## Given request
Return all of the data exactly, with nothing left out but the pictures.

━━━ Record excerpts

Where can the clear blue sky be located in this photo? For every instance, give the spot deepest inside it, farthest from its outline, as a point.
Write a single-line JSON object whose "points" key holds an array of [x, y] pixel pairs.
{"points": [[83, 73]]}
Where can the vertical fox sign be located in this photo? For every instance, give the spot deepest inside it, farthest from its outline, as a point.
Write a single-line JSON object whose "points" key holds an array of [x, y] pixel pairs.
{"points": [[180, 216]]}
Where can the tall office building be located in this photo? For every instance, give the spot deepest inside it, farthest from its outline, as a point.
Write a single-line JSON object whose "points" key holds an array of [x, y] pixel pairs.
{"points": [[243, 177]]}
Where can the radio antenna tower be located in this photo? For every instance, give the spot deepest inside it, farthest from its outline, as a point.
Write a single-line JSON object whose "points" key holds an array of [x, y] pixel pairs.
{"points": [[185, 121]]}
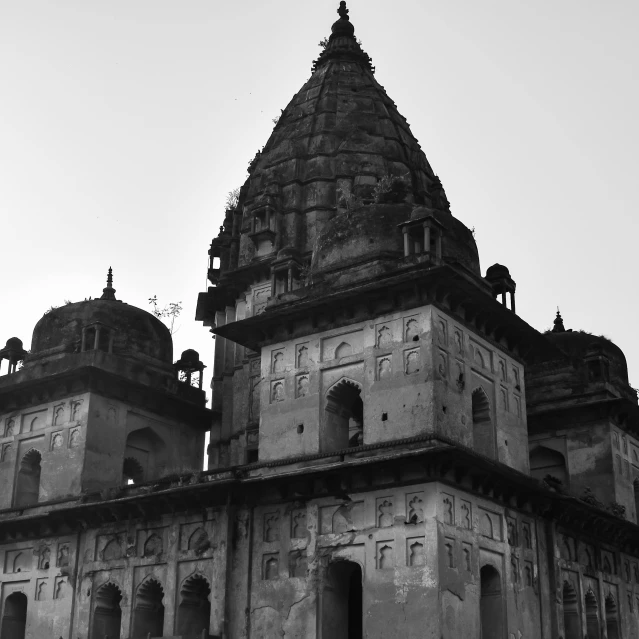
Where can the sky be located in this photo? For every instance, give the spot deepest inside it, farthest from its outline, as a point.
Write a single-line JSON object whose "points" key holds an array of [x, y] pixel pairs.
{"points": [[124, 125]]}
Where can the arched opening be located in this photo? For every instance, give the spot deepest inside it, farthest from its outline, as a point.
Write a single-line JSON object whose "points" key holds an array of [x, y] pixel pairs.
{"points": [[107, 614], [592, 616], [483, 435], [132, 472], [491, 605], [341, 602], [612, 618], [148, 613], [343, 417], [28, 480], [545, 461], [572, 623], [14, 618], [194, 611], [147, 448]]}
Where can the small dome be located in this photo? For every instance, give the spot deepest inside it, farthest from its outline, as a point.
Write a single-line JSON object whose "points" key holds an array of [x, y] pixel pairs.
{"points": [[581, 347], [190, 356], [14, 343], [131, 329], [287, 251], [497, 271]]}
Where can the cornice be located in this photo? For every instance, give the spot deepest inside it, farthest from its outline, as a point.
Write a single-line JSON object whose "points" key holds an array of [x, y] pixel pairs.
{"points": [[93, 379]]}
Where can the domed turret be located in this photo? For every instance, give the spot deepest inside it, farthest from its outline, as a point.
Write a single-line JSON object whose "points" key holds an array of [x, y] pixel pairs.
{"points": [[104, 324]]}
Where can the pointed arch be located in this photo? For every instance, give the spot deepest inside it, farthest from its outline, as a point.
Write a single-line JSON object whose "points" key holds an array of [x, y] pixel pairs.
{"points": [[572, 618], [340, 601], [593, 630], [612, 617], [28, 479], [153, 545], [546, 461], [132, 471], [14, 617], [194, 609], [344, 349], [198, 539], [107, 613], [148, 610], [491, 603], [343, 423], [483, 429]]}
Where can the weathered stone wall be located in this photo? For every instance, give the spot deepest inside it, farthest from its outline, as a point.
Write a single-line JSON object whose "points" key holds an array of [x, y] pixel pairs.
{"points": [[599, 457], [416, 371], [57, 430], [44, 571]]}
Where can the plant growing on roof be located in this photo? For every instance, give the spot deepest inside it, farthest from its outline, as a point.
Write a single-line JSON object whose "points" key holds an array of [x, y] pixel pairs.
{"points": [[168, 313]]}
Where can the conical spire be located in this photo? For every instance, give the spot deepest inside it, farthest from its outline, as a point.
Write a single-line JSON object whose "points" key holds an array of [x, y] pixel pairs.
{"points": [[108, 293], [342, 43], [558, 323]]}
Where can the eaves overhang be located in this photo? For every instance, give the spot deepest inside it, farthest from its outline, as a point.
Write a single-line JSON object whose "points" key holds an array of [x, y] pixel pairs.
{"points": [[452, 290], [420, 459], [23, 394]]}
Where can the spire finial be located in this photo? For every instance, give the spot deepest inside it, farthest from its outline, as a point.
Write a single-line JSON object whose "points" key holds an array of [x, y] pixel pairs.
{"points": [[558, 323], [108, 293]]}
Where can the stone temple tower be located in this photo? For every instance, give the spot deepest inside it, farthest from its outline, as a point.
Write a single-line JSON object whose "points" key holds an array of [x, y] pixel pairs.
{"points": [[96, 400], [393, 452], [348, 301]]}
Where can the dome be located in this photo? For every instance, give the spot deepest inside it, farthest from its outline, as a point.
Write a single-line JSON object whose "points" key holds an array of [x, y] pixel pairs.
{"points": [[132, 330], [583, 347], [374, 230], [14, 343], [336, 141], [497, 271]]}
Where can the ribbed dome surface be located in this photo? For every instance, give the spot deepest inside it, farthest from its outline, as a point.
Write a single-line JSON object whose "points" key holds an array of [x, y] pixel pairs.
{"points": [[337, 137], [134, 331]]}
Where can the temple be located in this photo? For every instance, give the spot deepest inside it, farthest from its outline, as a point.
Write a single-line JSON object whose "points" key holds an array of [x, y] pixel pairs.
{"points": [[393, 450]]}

━━━━━━

## Answer to this exercise
Where can the clear blue sky be located in this photo? For every instance, give the spot deepest inside it, farthest from its outline, as a point.
Write a single-line JSON object whose "points" key holds an array of [x, y] pixel pairs.
{"points": [[83, 73]]}
Where can the vertical fox sign be located in this photo? For every instance, give the spot deepest inside it, farthest from its outline, as a point.
Write a single-line JSON object whose "points" key holds an array of [x, y] pixel pairs.
{"points": [[180, 216]]}
Where can the tall office building be located in this photo? For every instance, give the spot deepest inside it, farthest from its outline, as a point.
Write a single-line JSON object whose "points" key holds an array of [x, y] pixel pairs.
{"points": [[243, 177]]}
Where can the radio antenna tower be located in this photo? For every instance, give the spot deepest inside it, farthest from its outline, as a point.
Write a single-line JSON object whose "points" key holds an array of [x, y] pixel pairs.
{"points": [[185, 121]]}
Where can the sky be located in this photo? For every instance, give the spot deepest inside it, farthest from its outline, as a point.
Write a single-line JSON object whose "points" key holds an array of [x, y] pixel pairs.
{"points": [[124, 125]]}
Where can the arched opening be located in this photo? For every instance, give the spot deepest inside it, farthest from its outline, as a point.
Write a single-line JSON object whose "points" key holds an array of [x, y] pixel pairs.
{"points": [[107, 614], [592, 616], [483, 435], [132, 472], [491, 605], [341, 602], [612, 618], [148, 613], [343, 417], [28, 480], [545, 461], [572, 623], [14, 618], [194, 611], [147, 448]]}
Where can the small dome be located in this photo? For every instance, give the spot deepest inside it, farthest from its outline, as a point.
Write a single-line JSON object whose "points" key holds an array of [x, y] pixel pairs.
{"points": [[581, 347], [190, 356], [14, 343], [131, 329], [287, 251], [497, 271]]}
Where can the cornice be located in this photo? For every instance, give the spot deepest inside it, farthest from its outline, as a point.
Write a single-line JSON object whose "points" key holds an array of [x, y] pixel pairs.
{"points": [[93, 379]]}
Where can the domed turret be located in this photo? For every instance, give the spot deepest inside it, farthest from its outline, as a point.
Write a single-line JSON object whose "points" key holds an array of [x, y] pixel pairs.
{"points": [[104, 324]]}
Where can the pointed arch be located in this photo? For every instance, give the spot deepest inside it, farthest from its outline, as a point.
Write a single-line JSON object whose "points" key holds an array of [x, y] pixel pairs.
{"points": [[572, 618], [340, 601], [593, 630], [612, 617], [28, 479], [153, 545], [546, 461], [132, 471], [14, 617], [194, 609], [344, 349], [198, 539], [107, 613], [148, 610], [491, 603], [343, 423], [483, 429]]}
Where can the weathered stone wall be located in this photo? For every instance, give the spot deepest inside it, farthest from its outline, as a point.
Write a single-line JSON object whose "points" key holds an array of [x, y] pixel pairs.
{"points": [[599, 457], [416, 371], [57, 430], [44, 571]]}
Where can the plant growing on roof be located in this photo? For every instance, give the spot deepest inside it, farthest from its outline, as a point.
Write a single-line JSON object whose "points" key holds an array of [x, y] pixel pairs.
{"points": [[168, 313]]}
Where can the conical spire be located in this photo? For every instance, give the spot deepest inside it, farthest from its outline, as a point.
Write a single-line JSON object whose "points" key holds an array of [x, y] pixel pairs.
{"points": [[108, 293], [342, 43], [558, 323]]}
Where can the eaves overhang be located in this photo? For every instance, give the spot deepest inside it, farthest from its outline, as a point.
Write a single-line JSON object whose "points" key holds an array of [x, y] pixel pairs.
{"points": [[452, 290], [420, 459], [23, 394]]}
Where can the spire finial be located in this photo? For every instance, give the spot deepest inside it, farthest from its outline, as a point.
Write a single-line JSON object whose "points" key holds an array of [x, y] pixel pairs.
{"points": [[558, 323], [108, 293]]}
Where can the stone temple tower be located in this photo? For every instance, give the spot deepest inside it, farthest from its outline, as a point.
Write a single-line JSON object whose "points" key holds an array of [x, y] pixel pairs.
{"points": [[96, 400], [393, 452], [348, 301]]}
Where can the dome be located in this photo? For every instance, give the spot deepest inside it, farthest from its outline, as a point.
Write a single-line JSON object whose "points" key holds an array of [x, y] pixel pairs.
{"points": [[132, 330], [583, 347], [374, 230], [14, 343], [336, 141], [497, 271]]}
Where can the ribbed dome surface be located in this photo? For every instance, give the spot deepest inside it, farthest from its outline, as a point.
Write a single-line JSON object whose "points" key holds an array of [x, y] pixel pairs.
{"points": [[337, 137], [134, 331]]}
Where can the temple be located in this photo? For every instance, give the spot deepest inside it, farthest from its outline, as a point.
Write a single-line JSON object whose "points" key holds an array of [x, y] pixel pairs.
{"points": [[393, 450]]}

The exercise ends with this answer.